What is needed -> Please copy every record below exactly and leave out the pictures.

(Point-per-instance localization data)
##############################

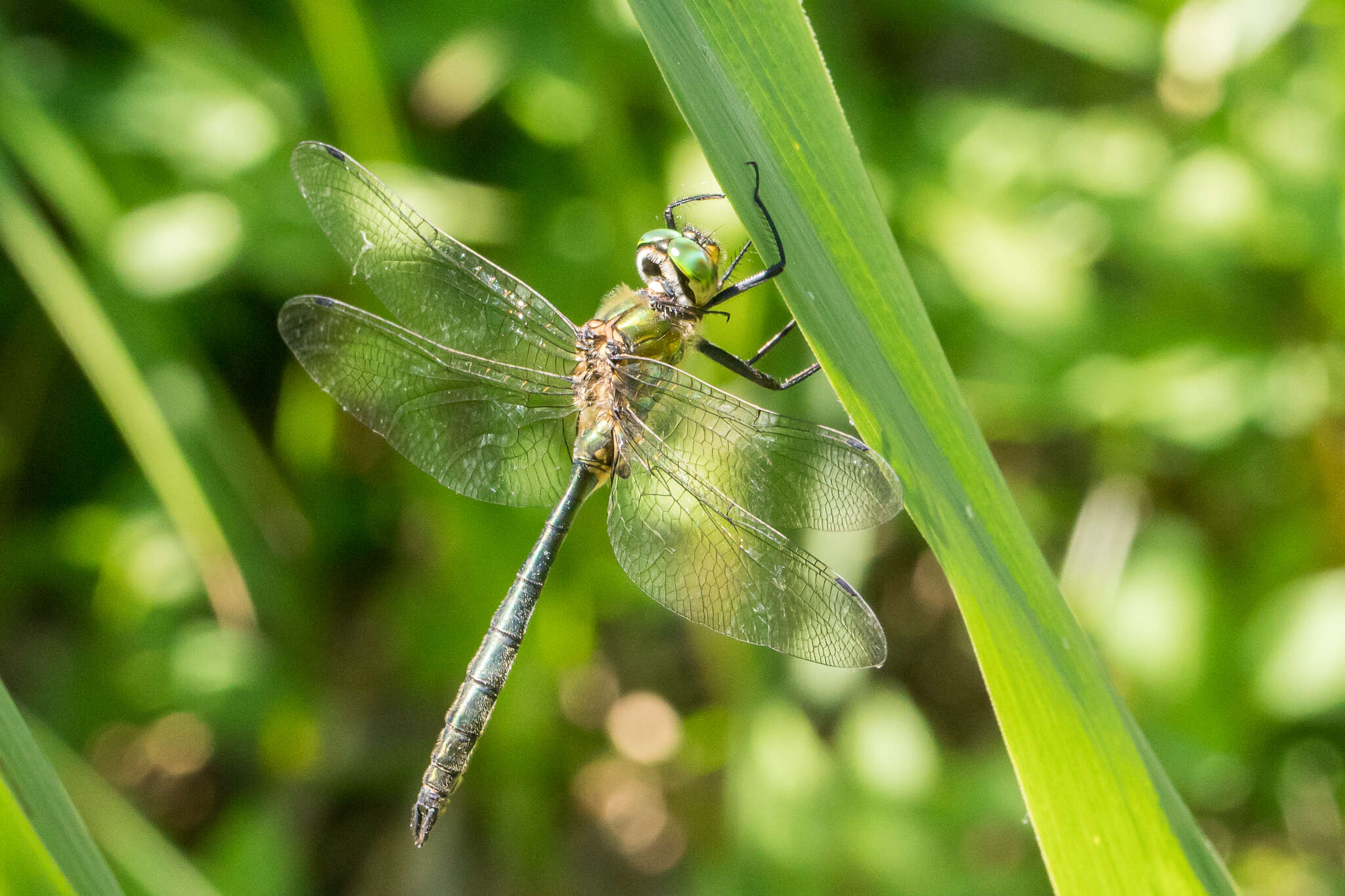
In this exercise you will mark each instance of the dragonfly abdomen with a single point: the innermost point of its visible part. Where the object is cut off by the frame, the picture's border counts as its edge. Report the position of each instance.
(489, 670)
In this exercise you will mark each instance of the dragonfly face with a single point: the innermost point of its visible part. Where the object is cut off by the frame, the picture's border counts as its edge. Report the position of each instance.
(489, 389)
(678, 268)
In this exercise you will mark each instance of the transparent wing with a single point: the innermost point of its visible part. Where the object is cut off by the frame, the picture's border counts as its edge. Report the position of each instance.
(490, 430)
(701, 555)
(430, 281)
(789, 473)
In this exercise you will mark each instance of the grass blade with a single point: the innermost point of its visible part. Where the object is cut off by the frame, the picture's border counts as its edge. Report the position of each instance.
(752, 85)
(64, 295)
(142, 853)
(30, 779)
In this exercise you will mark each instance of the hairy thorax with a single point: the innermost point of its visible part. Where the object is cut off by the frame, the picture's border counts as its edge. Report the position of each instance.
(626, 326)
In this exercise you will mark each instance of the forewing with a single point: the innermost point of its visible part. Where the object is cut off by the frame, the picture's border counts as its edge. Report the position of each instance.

##############################

Exercise answer ->
In this exercise you will mark each instance of the dragonfly abdomen with a single point: the innermost point of its visible part. Where the object is cut off by the frame, the picture's border counts as its edge. Report the position of each instance.
(489, 670)
In this exercise you will mark each instance of the dragonfly face with a single point: the innermost point of its visible part. Where the object is cut off by the frame, the picture's border counts as its edge. Report the position of each instance.
(489, 389)
(678, 268)
In this exercise you will mark each instance of the transparent wing with a single point: the innermost point of its visible part. Where the object is cut off by the frame, the picture's border counts as its edge. Report the position of each instance.
(490, 430)
(701, 555)
(430, 281)
(789, 473)
In this exercise you will mark each instance of the grass blade with a single point: the innermost point of its visible part. Where the object is cut off by the frame, the picture's border counts as its edge. Report the position of each instance.
(752, 85)
(64, 295)
(142, 853)
(30, 779)
In this exercise you will mark each instance of the hairy thorax with a single point: the innermost point of its visible part. Where the object is cut off by the frame, the picture's border counts as its edge. Report the position of each instance.
(626, 326)
In this exercise you will mark each instance of the forewing with a single point: the innermost point of its visible part. Where the object is cut off by the frame, the picture's border counts as its edge. Report the position of each instance.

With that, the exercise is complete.